DAFTAR TUGAS:
- A) Cetak bagian dari kutipan tentang masa depan Islam antara "Di penghujung abad" dan "merebut peluang tersebut.", termasuk kedua bagian itu.
- B) Dalam kutipan tentang masa depan Islam, siapa yang meramalkan bahwa konflik besar di masa depan adalah konflik antara Islam dan Barat?
- C) Sambung kutipan tentang masa depan Islam, mulai setelah kalimat terakhirnya.

Di penghujung abad 20 ini, Islam
menjadi satu-satunya pilihan bagi umat manusia. Sayyid Quthub meramalkan
situasi dan dengan penuh keyakinan bahwa “ Islam adalah amsa depan” atau “masa
depan di atngan islam”, ramalan itu kini menemukan faktanya.Samuel P.Huntington
merekontruksi peta pertarungan masa depan, meramalkan konflik besar di masa
depan adalah konflik antara Islam dan Barat. Nah, masalahnya sekarang masih ada
jarak yang terbentang antara peluang Islam menjadi ideologi dan kemampuan kaum
muslimin untuk merebut peluang tersebut.
Tugas peradaban kita saat ini adalah
mendekatkan jarak itu; jarak antara Islam dan manusia muslim, jarak antara
peluang dengan kemampuan untuk merebutnya. Manusia muslim inilah yang harus
kita rekontruksi ulang agar ia terbentuk sedemikian rupa dan menjelma menjadi
“terjemahan baru” bagi Islam yang tertulis dalam Al Qur’an dan As-Sunnah.
Bagaimanapun, Islam dapat dengan memenangkan pertarungan di tataran ideologi
dan pemikiran, meskipun pertarungan yang sesungguhnya justru terletak di antara
kenyataan dan di seluruh pojok bumi. Oleh karena itu, kebenaran Islam layaknya
seperti sebuah ppedang atjam yang telah terhunus, dan sedang menanti tangan
perkasa dari sang pahlawan.

ENTRI DATASET:
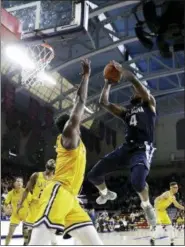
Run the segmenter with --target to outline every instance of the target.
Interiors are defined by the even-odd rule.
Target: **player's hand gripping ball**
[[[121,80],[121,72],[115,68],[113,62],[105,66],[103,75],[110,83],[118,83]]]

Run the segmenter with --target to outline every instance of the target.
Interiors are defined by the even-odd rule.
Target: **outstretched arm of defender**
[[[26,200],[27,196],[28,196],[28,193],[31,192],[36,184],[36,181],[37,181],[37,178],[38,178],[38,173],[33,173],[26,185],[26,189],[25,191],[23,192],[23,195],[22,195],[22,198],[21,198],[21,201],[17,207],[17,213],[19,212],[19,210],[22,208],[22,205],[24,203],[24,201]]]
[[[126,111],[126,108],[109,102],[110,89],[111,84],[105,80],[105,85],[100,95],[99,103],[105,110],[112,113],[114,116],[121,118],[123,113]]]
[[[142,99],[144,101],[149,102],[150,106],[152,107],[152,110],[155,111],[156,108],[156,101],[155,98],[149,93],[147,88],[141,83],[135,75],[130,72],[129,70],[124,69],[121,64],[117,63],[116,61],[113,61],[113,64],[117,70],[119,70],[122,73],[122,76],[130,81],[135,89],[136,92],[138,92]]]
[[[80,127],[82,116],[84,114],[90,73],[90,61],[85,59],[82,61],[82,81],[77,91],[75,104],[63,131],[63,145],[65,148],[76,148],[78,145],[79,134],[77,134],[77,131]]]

...

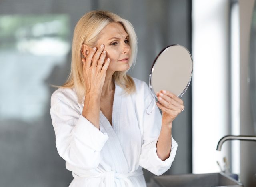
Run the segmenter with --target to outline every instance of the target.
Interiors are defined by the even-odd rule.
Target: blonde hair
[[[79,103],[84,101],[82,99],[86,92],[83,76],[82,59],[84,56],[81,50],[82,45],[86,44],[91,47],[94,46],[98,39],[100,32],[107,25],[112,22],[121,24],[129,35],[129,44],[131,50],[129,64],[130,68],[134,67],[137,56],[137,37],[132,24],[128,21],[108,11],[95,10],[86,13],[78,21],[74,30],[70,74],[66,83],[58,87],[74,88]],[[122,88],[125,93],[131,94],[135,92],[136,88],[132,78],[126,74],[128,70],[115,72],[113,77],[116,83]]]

KUNCI JAWABAN:
- A)
Di penghujung abad 20 ini, Islam
menjadi satu-satunya pilihan bagi umat manusia. Sayyid Quthub meramalkan
situasi dan dengan penuh keyakinan bahwa “ Islam adalah amsa depan” atau “masa
depan di atngan islam”, ramalan itu kini menemukan faktanya.Samuel P.Huntington
merekontruksi peta pertarungan masa depan, meramalkan konflik besar di masa
depan adalah konflik antara Islam dan Barat. Nah, masalahnya sekarang masih ada
jarak yang terbentang antara peluang Islam menjadi ideologi dan kemampuan kaum
muslimin untuk merebut peluang tersebut.

- B) Samuel P. Huntington.

- C)
Manusia muslim harus direkontruksi
ulang dalam tiga tahapan, yaitu ;
-
Pertama, kita harus memperbaiki afiliasinya kepada Islam
kembali sebab keislaman kaum muslimin saat ini lebih banyak dibentuk oleh
warisan lingkungan sosial, bukan dari pemahaman dan kesadaran yang mendalam
tentang Islam. Keislaman dengan basis seperti ini membuat kaum muslimin tidak
memiliki bobot sosial yang berat, tidak memiliki imunitas yang membuatnya mampu
bertahan dari semua semua bentuk invasi budaya. Oleh karena itu, sebuah
gincangan kecil sudah cukup memadai untuk mengubah warna kehidupan kaum
muslimin.
-
Kedua, setelah memperbaharui keislaman kaum muslimin
dengan memperbarui pemahamannya kepada Islam, setiap (individu) muslim harus
kita bawa ke dalam komunitas muslim yang besar, di mana ia menjadi bagian dari
masyarakat dan berpartisipasi dalam membangun masyarakat tersebut. Apabila pada
tahapan pertama, yaitu tahap afiliasi, kita menciptakan manusia muslim yang
shalih maka pada tahapan kedua ini manusia shalih itu kita leburkan ke dalam masyarakat,
agar ia mendistribusi keshalihannya kepada yang lain; agar keshalihan
individual itu berkembang menjadi keshalihan kolektif. Inilah hakikat dari
dakwah.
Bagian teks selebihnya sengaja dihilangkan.